(Data to use Opens)

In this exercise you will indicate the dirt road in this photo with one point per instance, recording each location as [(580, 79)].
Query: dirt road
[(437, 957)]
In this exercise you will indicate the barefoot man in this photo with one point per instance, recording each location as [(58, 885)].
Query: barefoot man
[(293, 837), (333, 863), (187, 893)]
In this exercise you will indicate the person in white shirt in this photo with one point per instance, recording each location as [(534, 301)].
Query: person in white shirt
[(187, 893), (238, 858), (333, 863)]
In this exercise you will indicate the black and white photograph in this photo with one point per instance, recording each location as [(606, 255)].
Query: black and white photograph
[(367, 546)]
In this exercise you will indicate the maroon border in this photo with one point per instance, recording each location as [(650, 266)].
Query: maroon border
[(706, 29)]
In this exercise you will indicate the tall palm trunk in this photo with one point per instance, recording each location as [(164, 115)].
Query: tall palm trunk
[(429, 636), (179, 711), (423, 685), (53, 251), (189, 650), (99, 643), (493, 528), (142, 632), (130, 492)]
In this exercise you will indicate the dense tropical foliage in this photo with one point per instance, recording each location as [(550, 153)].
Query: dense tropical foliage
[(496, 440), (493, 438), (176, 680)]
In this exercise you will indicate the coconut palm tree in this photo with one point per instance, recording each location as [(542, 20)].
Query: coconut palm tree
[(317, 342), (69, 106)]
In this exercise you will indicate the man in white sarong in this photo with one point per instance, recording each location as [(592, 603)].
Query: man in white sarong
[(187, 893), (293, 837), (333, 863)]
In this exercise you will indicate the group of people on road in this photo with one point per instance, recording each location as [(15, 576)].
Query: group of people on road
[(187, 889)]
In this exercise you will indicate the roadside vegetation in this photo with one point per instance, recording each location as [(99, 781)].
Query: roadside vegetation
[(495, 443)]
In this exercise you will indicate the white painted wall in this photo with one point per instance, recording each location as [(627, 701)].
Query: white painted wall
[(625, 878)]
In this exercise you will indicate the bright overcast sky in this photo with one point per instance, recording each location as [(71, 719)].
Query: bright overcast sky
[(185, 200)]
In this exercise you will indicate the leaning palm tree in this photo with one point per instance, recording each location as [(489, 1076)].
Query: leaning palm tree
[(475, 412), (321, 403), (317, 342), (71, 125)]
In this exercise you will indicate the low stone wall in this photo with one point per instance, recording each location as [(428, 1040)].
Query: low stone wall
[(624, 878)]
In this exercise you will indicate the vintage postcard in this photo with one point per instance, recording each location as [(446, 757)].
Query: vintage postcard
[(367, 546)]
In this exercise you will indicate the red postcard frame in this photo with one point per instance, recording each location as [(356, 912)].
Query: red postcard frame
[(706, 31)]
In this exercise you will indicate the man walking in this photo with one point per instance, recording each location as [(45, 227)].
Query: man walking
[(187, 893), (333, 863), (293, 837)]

(Data to use Closes)

- Assigned task:
Nothing may be left out. Retype all the entries exactly.

- Answer to this exercise:
In this exercise you will indicate the dirt road in this photo with one point per instance, recording each location as [(580, 79)].
Query: dirt road
[(437, 957)]
In this exercise you will indicate the barefoot man in this photo with one point per instance, recording each location as [(58, 885)].
Query: barefoot man
[(293, 837), (333, 863), (187, 893)]
In this exercise you will indicate the person in white shirt in this photo with one point per instance, recording each location as [(534, 301)].
Query: person in white shirt
[(187, 893), (238, 858), (333, 863)]
In this exercise you will indicate the black and white photograph in this photo with one point per instance, recording each location as [(606, 255)].
Query: black and white photograph
[(367, 546)]
In this exercise you will indicate the maroon border in this photo with one point per instance, recording each location as [(650, 266)].
Query: maroon border
[(706, 29)]
In this exercise you will indicate the tall palm trunk in this photo with one point per instance, recording each location as [(164, 115)].
Query: tall palm trunk
[(429, 636), (179, 711), (423, 685), (53, 251), (189, 650), (99, 643), (493, 528), (142, 632), (130, 492)]
In this exercise you will indicate the dense tropical foliage in this photo with one point per instance, recording each location as [(550, 153)].
Query: dense tropical foliage
[(496, 440), (493, 438), (176, 680)]
In this exercise you will indicate the coconut palm tree in this photo with one point per instance, recording each location as [(542, 20)].
Query: coconut palm tree
[(317, 342), (69, 106)]
In this exercise you will indicate the man in white sarong in this photo with one point per instance, recording each location as [(592, 603)].
Query: man in white sarong
[(187, 893), (293, 837), (333, 863)]
In this exercise you will indicate the group of people on road in this photo with one point per instance, recording each location as [(15, 576)].
Query: group of people on road
[(187, 889)]
In this exercise you will indicate the roadside vegetation in this photo with one point per instance, recording each location as [(99, 781)].
Query: roadside vegetation
[(495, 443)]
In this exercise you will indicate the white painted wall in this photo with one point per instance, recording each location as [(627, 701)].
Query: white painted wall
[(625, 878)]
In this exercise you will indicate the bright overcast sky in this photo with one point per instance, recording each location as [(71, 719)].
Query: bright overcast sky
[(185, 200)]
In this exercise you will indicate the leaning palm tree in this photo with one point per instance, recording each location as [(489, 1076)].
Query: leaning palm tree
[(475, 412), (321, 403), (317, 342), (71, 125)]
In this exercise you will indicate the low stone wall in this photo with one point per instance, recording each location as [(428, 1040)].
Query: low stone wall
[(624, 878)]
In this exercise you will indicate the vintage postcard in this photo with one point per instance, recording each location as [(446, 757)].
Query: vintage postcard
[(367, 546)]
In this exercise you will indicate the red postcard frame in this photo with one point per instance, recording each location as [(356, 912)].
Query: red postcard frame
[(706, 31)]
In this exercise you will indicate the man walking in this photo with one point per instance, recording each location as [(45, 227)].
Query: man walking
[(187, 893), (333, 863), (293, 837)]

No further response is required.